[Provided text]
Posted on behalf of Barbara Casassus.

The European Union (EU) has tightened oversight rules for drugs, in response to the scandal over the anti-diabetic medicine Mediator that erupted in France two years ago (press release).

The European Parliament and EU council of ministers yesterday agreed amendments to a regulation and directive making evaluation and possible market withdrawal of a drug automatic throughout the EU if a safety alert is issued in one of the 27 member states.

The move follows France’s withdrawal of Servier’s Mediator, or benfluorex, from the French market in November 2009, 33 years after it was launched and several years after it was pulled from Portugal, Luxembourg, Greece, Italy and Spain. Authorized to help treat type 2 diabetes, the drug was widely prescribed as an appetite suppressant to non-diabetics and is estimated to have caused 500 to 2,000 deaths from heart valve disease.

The new monitoring rules, which will come into force in 2013, will also apply to non-renewal of authorization for safety reasons. Pharmaceutical companies will have to declare why they are withdrawing a drug, because they are sometimes suspected of citing commercial reasons to mask possible health risks. EU pharmacovigilance rules were upgraded in 2010, but subsequent ‘stress tests’ revealed more potential loopholes.

“It’s a shame that it often takes a scandal to bring about higher standards in legislation,” says rapporteur Linda McAvan, British Socialist and Democrat Member of the European Parliament. The updated rules “will have no impact on the initial authorization process, but regulators will be able to ask for a post-marketing study and until that is done, the drug will remain on the additional monitoring list,” she told Nature. The European Medicines Agency (EMA) will have to create a black symbol to appear on the packaging of any drugs with ongoing safety concerns.

Drug regulators have been accused of dragging their heels over Mediator. The Italian Medicines Agency warned in 2000 that the drug was possibly dangerous, but the EMA did not complete its report on the question until 2006.

The affair is far from over. Legal hurdles have been cleared for victims to bring the first of two cases against Servier to the courts. The trial is scheduled to open next April in the Paris suburb of Nanterre.

[Given records]

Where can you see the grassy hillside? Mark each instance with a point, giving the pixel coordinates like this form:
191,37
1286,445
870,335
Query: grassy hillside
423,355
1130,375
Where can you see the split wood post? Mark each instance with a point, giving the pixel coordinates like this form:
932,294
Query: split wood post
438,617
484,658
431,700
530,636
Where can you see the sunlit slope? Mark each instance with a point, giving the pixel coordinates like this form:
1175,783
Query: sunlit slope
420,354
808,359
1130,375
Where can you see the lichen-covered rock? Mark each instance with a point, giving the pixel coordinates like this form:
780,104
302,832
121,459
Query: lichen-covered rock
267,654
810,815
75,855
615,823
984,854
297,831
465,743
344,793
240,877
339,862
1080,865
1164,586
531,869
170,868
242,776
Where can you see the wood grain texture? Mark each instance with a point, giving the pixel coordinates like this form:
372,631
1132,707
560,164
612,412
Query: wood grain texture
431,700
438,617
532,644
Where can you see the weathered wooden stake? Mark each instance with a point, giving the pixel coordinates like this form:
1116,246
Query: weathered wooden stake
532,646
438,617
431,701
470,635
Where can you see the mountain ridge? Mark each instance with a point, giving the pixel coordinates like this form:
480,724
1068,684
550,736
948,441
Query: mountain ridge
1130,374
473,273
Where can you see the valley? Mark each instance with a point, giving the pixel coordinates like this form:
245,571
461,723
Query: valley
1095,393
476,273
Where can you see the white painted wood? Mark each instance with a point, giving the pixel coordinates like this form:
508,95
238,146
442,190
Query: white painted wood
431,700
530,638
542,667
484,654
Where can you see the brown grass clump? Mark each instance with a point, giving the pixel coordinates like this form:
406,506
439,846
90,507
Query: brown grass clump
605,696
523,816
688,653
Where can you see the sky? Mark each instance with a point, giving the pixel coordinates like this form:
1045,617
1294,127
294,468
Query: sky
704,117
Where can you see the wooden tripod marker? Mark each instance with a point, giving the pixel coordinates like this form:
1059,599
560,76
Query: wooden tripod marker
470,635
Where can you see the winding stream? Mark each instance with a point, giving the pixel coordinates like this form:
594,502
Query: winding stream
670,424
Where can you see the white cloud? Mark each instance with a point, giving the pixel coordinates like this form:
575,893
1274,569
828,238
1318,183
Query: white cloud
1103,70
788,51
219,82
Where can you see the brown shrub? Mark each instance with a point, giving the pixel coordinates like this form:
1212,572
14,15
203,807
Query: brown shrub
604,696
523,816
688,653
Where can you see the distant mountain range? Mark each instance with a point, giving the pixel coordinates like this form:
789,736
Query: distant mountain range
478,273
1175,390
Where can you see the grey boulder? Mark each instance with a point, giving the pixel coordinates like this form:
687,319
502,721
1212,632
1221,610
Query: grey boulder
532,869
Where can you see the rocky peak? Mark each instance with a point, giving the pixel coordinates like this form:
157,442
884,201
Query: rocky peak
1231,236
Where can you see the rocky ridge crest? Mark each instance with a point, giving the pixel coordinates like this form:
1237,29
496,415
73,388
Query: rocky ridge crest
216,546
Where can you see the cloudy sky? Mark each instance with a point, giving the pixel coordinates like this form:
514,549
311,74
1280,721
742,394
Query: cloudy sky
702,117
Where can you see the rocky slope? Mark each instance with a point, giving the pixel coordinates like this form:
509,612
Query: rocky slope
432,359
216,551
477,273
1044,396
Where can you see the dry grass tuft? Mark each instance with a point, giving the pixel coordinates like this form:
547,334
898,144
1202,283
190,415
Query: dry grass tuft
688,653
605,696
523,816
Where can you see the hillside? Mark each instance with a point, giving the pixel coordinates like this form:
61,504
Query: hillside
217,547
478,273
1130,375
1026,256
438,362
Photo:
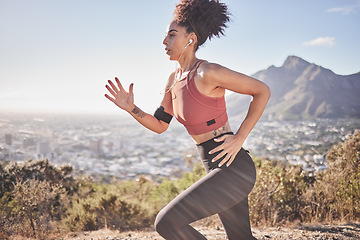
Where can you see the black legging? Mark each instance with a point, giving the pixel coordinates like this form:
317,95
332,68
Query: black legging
223,191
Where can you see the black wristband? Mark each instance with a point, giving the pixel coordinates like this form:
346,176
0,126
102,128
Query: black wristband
161,115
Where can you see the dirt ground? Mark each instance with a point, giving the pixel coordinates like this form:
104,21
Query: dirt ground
350,231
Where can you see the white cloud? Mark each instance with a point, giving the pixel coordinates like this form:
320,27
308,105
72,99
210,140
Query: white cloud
321,41
346,10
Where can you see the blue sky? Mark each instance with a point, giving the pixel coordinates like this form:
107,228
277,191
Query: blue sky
57,55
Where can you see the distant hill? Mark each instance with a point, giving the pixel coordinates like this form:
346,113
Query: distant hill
303,90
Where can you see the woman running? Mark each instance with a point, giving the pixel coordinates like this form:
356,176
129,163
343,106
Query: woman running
194,94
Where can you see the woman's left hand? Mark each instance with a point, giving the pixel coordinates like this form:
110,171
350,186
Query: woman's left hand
230,147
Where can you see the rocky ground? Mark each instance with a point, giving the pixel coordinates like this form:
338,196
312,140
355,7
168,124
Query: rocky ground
350,231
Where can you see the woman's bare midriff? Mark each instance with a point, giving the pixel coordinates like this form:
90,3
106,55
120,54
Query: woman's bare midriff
209,135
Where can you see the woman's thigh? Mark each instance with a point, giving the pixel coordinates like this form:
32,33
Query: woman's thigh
219,190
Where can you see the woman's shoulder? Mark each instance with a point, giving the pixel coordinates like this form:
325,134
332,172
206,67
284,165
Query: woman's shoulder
208,68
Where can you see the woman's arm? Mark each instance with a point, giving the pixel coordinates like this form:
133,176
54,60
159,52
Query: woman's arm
125,100
217,76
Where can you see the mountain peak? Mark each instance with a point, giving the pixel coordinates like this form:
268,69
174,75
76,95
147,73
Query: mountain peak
295,63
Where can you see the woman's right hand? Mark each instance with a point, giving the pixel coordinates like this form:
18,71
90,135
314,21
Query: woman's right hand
122,99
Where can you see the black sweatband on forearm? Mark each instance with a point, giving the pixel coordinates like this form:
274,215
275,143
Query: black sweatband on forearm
161,115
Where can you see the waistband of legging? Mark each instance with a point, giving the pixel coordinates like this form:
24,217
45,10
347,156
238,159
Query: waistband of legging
212,139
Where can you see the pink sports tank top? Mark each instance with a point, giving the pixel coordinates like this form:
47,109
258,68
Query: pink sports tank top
197,112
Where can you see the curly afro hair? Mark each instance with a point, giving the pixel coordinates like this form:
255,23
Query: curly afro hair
206,18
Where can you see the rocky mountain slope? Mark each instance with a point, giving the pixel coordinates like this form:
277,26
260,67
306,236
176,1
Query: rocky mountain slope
302,90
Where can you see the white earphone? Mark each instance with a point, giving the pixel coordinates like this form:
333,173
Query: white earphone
190,42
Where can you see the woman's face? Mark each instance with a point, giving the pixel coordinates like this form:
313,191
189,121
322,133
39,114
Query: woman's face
175,40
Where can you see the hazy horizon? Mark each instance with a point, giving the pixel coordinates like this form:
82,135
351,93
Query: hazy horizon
56,56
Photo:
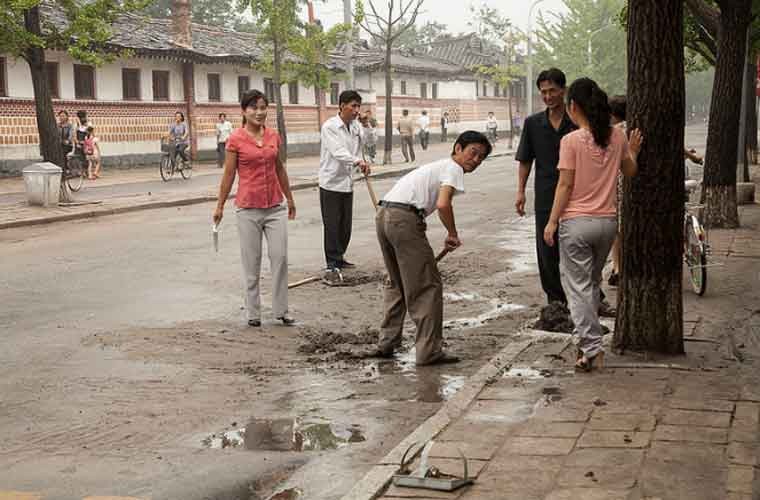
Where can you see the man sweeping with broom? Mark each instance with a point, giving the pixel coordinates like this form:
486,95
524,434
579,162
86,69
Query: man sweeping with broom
415,283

[Activity] Copy out the entire article on EU drug oversight and Mediator word for word. The data has nothing to do with the article on EU drug oversight.

[Result for this exercise]
Posted on behalf of Barbara Casassus.

The European Union (EU) has tightened oversight rules for drugs, in response to the scandal over the anti-diabetic medicine Mediator that erupted in France two years ago (press release).

The European Parliament and EU council of ministers yesterday agreed amendments to a regulation and directive making evaluation and possible market withdrawal of a drug automatic throughout the EU if a safety alert is issued in one of the 27 member states.

The move follows France’s withdrawal of Servier’s Mediator, or benfluorex, from the French market in November 2009, 33 years after it was launched and several years after it was pulled from Portugal, Luxembourg, Greece, Italy and Spain. Authorized to help treat type 2 diabetes, the drug was widely prescribed as an appetite suppressant to non-diabetics and is estimated to have caused 500 to 2,000 deaths from heart valve disease.

The new monitoring rules, which will come into force in 2013, will also apply to non-renewal of authorization for safety reasons. Pharmaceutical companies will have to declare why they are withdrawing a drug, because they are sometimes suspected of citing commercial reasons to mask possible health risks. EU pharmacovigilance rules were upgraded in 2010, but subsequent ‘stress tests’ revealed more potential loopholes.

“It’s a shame that it often takes a scandal to bring about higher standards in legislation,” says rapporteur Linda McAvan, British Socialist and Democrat Member of the European Parliament. The updated rules “will have no impact on the initial authorization process, but regulators will be able to ask for a post-marketing study and until that is done, the drug will remain on the additional monitoring list,” she told Nature. The European Medicines Agency (EMA) will have to create a black symbol to appear on the packaging of any drugs with ongoing safety concerns.

Drug regulators have been accused of dragging their heels over Mediator. The Italian Medicines Agency warned in 2000 that the drug was possibly dangerous, but the EMA did not complete its report on the question until 2006.

The affair is far from over. Legal hurdles have been cleared for victims to bring the first of two cases against Servier to the courts. The trial is scheduled to open next April in the Paris suburb of Nanterre.